### Work instructions
Extract the whole listing as it stands. Do not include the pictures.

### Available data
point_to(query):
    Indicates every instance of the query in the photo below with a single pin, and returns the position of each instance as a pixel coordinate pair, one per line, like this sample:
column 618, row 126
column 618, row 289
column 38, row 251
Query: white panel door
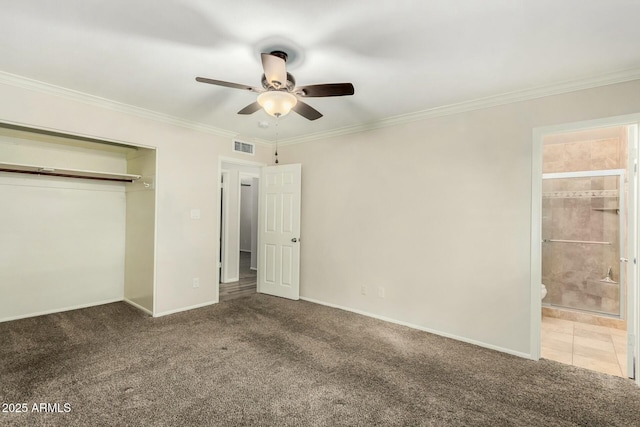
column 279, row 231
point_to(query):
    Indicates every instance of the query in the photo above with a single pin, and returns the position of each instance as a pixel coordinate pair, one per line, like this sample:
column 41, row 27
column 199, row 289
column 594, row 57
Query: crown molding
column 446, row 110
column 74, row 95
column 476, row 104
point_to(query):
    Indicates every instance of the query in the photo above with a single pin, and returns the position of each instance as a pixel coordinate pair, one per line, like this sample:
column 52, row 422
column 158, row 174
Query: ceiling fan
column 279, row 93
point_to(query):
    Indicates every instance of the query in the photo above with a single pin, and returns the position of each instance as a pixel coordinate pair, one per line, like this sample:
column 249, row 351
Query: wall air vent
column 243, row 147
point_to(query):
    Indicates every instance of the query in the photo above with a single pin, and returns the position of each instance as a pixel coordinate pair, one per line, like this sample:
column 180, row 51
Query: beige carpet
column 266, row 361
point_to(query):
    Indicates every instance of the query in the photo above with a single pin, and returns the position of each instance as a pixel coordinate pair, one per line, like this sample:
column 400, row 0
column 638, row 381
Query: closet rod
column 63, row 175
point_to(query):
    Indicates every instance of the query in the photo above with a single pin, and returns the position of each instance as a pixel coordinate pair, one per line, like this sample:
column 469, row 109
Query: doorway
column 239, row 198
column 584, row 245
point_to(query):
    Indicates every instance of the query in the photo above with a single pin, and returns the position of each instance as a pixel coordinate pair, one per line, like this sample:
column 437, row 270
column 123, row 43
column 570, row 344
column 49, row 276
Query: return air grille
column 243, row 147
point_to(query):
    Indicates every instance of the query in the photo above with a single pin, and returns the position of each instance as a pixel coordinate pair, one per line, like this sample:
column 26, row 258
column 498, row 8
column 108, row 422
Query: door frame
column 633, row 304
column 221, row 234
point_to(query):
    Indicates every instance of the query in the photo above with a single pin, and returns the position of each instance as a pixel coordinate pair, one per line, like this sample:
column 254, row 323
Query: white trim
column 420, row 328
column 138, row 306
column 181, row 309
column 61, row 310
column 583, row 174
column 445, row 110
column 74, row 95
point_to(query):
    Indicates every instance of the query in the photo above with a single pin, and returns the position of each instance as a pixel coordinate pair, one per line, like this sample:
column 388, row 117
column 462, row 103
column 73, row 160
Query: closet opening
column 78, row 222
column 239, row 195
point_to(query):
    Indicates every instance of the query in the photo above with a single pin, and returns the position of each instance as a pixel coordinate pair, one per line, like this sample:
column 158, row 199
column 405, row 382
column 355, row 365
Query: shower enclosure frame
column 620, row 173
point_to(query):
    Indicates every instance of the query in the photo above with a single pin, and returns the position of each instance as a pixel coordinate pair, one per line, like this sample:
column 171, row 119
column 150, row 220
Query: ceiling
column 402, row 56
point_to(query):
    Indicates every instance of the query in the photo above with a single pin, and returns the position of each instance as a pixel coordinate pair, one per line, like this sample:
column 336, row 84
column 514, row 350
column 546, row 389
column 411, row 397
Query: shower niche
column 583, row 243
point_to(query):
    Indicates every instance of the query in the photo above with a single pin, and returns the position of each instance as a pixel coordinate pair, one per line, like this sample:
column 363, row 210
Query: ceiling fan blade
column 227, row 84
column 275, row 70
column 306, row 111
column 250, row 109
column 327, row 89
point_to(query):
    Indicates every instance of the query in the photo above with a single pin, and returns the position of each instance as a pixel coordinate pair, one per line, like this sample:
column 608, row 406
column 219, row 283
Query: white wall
column 455, row 259
column 231, row 242
column 187, row 178
column 62, row 240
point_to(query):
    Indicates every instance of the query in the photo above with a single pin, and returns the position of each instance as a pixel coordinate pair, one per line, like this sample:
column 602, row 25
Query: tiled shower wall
column 582, row 209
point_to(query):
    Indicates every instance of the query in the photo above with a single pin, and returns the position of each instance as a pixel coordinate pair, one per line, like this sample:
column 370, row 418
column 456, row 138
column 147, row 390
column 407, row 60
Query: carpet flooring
column 266, row 361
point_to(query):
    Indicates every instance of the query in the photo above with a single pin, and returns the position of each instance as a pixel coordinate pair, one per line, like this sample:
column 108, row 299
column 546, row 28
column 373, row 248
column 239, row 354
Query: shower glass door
column 583, row 221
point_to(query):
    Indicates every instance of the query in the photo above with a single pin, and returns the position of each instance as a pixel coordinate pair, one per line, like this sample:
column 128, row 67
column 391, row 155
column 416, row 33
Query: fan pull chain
column 276, row 153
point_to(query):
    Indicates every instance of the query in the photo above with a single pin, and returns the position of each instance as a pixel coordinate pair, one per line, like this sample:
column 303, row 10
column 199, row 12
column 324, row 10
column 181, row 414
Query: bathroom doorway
column 587, row 245
column 239, row 196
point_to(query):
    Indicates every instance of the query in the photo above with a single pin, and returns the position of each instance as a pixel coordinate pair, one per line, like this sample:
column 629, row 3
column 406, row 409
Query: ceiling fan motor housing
column 291, row 83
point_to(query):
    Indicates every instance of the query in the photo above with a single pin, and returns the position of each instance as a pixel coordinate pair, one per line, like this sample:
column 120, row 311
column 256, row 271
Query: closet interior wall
column 69, row 243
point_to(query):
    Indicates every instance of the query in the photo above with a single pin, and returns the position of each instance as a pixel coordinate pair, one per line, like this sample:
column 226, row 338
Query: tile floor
column 592, row 347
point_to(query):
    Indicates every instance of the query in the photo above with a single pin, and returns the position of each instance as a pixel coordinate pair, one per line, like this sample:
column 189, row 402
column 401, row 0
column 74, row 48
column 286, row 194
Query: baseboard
column 138, row 306
column 60, row 310
column 422, row 328
column 179, row 310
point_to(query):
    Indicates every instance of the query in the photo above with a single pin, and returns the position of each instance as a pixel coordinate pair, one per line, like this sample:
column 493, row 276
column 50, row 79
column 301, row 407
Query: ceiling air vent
column 243, row 147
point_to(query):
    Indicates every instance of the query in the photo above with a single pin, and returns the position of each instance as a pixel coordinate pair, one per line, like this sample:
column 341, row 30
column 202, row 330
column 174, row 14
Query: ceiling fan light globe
column 277, row 103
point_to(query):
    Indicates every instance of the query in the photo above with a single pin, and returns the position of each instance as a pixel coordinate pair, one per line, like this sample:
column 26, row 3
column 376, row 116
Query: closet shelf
column 67, row 173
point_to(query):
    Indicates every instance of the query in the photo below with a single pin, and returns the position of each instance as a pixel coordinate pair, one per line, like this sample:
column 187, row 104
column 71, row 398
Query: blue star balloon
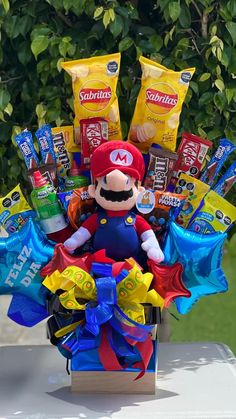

### Written answer
point_to(query):
    Indicates every instance of the query in the photo below with a single pin, and returns the position of each instance as a pixel coordinate pair, one per line, like this sample:
column 618, row 126
column 618, row 289
column 38, row 251
Query: white panel door
column 279, row 231
point_to(query):
    Indicates every instance of the query in the photo above with a single pin, and returns the position of each instance as a pixel coordinate pair, one per line, like this sample:
column 41, row 27
column 199, row 289
column 594, row 57
Query: crown molding
column 446, row 110
column 74, row 95
column 476, row 104
point_to(query):
    Indicates every instance of the query in the photo above with a single pin, and returns the position of each instance as a pixel coordinate pair, one per line, like this sample:
column 52, row 422
column 158, row 174
Query: ceiling fan
column 279, row 93
point_to(query):
    Indicates every instance of the query in the photo above with a single pin, and returns the position of each instance as a pixel coordinate pair, one per line, like this sample:
column 249, row 351
Query: wall air vent
column 243, row 147
point_to(query):
    Indicates every instance of the query in the photo above with a single pin, and returns the position of each instance as a pixel coordinate pair, one per line, like this sample:
column 180, row 51
Query: beige carpet
column 266, row 361
point_to(query):
    Indicates every instance of the query in the photo above with a single pin, and returns the position of each instance as a pixel coordinate pair, one per line, like this sample:
column 400, row 0
column 638, row 381
Query: closet rod
column 63, row 175
point_to(query):
    Indicates every instance of the query in the photo above with a single pin, and returns the position of each instance as a pixel coordinate pair, one per line, like this sample:
column 469, row 109
Query: doorway
column 239, row 198
column 584, row 245
point_to(query):
    Indicates every instance of the query in the photo above with a single pin, and returns the position of each instance as a pixel coordinate pair, one per line, like this sample:
column 437, row 270
column 123, row 43
column 570, row 344
column 49, row 276
Query: return air grille
column 243, row 147
point_to(query):
    Indicates every instance of the query in the photo above with a single pin, and returns the position of each instance as a pixel coordinate pair, one per line, like this sample:
column 26, row 258
column 498, row 8
column 108, row 422
Query: door frame
column 633, row 304
column 221, row 234
point_to(query):
    Indicates every instance of the query in the photo above with a single pin, and returns the position of each instance as a pixel coordinate pair, one per line, like this sample:
column 254, row 323
Query: white trim
column 420, row 328
column 138, row 306
column 181, row 309
column 61, row 310
column 583, row 174
column 445, row 110
column 74, row 95
point_to(query):
    Indicates every instance of the query in the photo above with a single pin, and returns the position of each instance as a pixel coordinate pair, one per line, like this sample:
column 388, row 117
column 462, row 103
column 73, row 160
Query: closet opening
column 78, row 222
column 239, row 195
point_to(query):
    Indicates every instance of the query in the photo above with a single pin, and returns the position of each instance as a pixel coordinate pair, one per line, like this sample:
column 158, row 199
column 405, row 382
column 355, row 365
Query: shower enclosure frame
column 620, row 173
point_to(query):
    Indicates every instance of the query in the photo above with a single pin, and returns the position of each instance as a pixel coordinate pair, one per line, like this sample:
column 171, row 119
column 150, row 220
Query: ceiling
column 402, row 56
point_to(query):
    Indicates every instance of the query in the photo above with a single pin, and returns the position of each instance as a pixel coordinate pair, one per line, like this sample:
column 336, row 84
column 514, row 350
column 546, row 389
column 411, row 397
Query: shower niche
column 583, row 243
point_to(query):
    Indicates every instance of the query in the photo above with a single pin, and returns the position of each instance as a pixel coordinate pair, one per line, like this sample:
column 363, row 210
Query: ceiling fan blade
column 227, row 84
column 275, row 70
column 306, row 111
column 250, row 109
column 327, row 89
point_to(query):
    Indicates every instance of the query in the photo above with a single pin, and returns the position of each instance as a pixel coordinate pair, one per line, like this sample:
column 608, row 406
column 219, row 283
Query: white wall
column 455, row 259
column 231, row 242
column 187, row 178
column 62, row 240
point_to(query):
    Indicates every instance of the query in the photo above with a single pin, and returns the position of each instance as a pixel coordinate pair, one per line, like this sample:
column 602, row 25
Query: tiled shower wall
column 582, row 209
point_to(query):
    Indicates every instance of the query in the photo above with a single pin, and returns the position of each instance as a pixel coordinate pair, one per line, like this sample:
column 370, row 418
column 456, row 138
column 147, row 390
column 407, row 60
Query: carpet flooring
column 266, row 361
point_to(query):
    Indicates every instance of the query in the photo above with a single pin, and returns the position of each instance as a pixel coordinate pair, one per line, like this sample:
column 108, row 299
column 546, row 28
column 373, row 248
column 239, row 354
Query: shower glass door
column 583, row 221
point_to(query):
    Indicates every instance of the query in the photo above with a single pin, and returns the position of each instance as a pixel coordinate pair, one per line, like this sample:
column 128, row 67
column 391, row 155
column 416, row 33
Query: fan pull chain
column 276, row 153
point_to(query):
    Indicates every instance of the query in the photo above with a single pin, and returns the position of each instance as a pixel coordinate pair, one per line, like this sample:
column 303, row 10
column 199, row 12
column 324, row 10
column 181, row 414
Query: bathroom doorway
column 587, row 245
column 239, row 196
point_to(query):
    Indicates every instance of the query in the photo above with a single pin, and returns the position of each instance as a pixel coordinate pair, one per line, like this sample:
column 629, row 3
column 406, row 409
Query: ceiling fan motor housing
column 291, row 83
point_to(query):
    Indicates every instance of the query in the photo above with a single pin, and returns the position of each instance as a pixel coordinate pair, one per line, like this sample:
column 120, row 311
column 256, row 271
Query: closet interior wall
column 69, row 243
point_to(query):
    Indicates every instance of the query in the photo above with a single pin, and returns the position of each instance as a pixel coordinate pair, one per line, like this sample:
column 226, row 338
Query: tile floor
column 592, row 347
point_to(query):
    Indicates every instance of the query in the photo above with a single pin, and returns the position of each instance as a pixel coordinate pair, one per line, like this sample:
column 189, row 402
column 401, row 0
column 74, row 48
column 286, row 194
Query: baseboard
column 138, row 306
column 60, row 310
column 422, row 328
column 179, row 310
point_to(query):
    Indicates every instance of the query in the photo above with a single pin, and returns the position of each instance as a pixel coordinate pair, one per line, like this sample:
column 493, row 276
column 50, row 79
column 301, row 407
Query: ceiling air vent
column 243, row 147
point_to(query):
    Indicates every instance of the query in the photo above with a single pin, and returns the position of each instance as a pixel coordinate pair, one per line, like this sample:
column 341, row 30
column 202, row 330
column 174, row 14
Query: ceiling fan light globe
column 277, row 103
point_to(query):
    Indicates every instance of the query in the photo above with a single pin, and returns the position of each instance as a pixel coordinate pair, one per line, like this sample:
column 26, row 3
column 376, row 116
Query: closet shelf
column 67, row 173
point_to(query):
    Indicates every instance of the query in the photo below with a single pin, and returns the position of each instance as a pixel coordinate pair, one per line, like this sample:
column 187, row 104
column 71, row 398
Query: blue star balloon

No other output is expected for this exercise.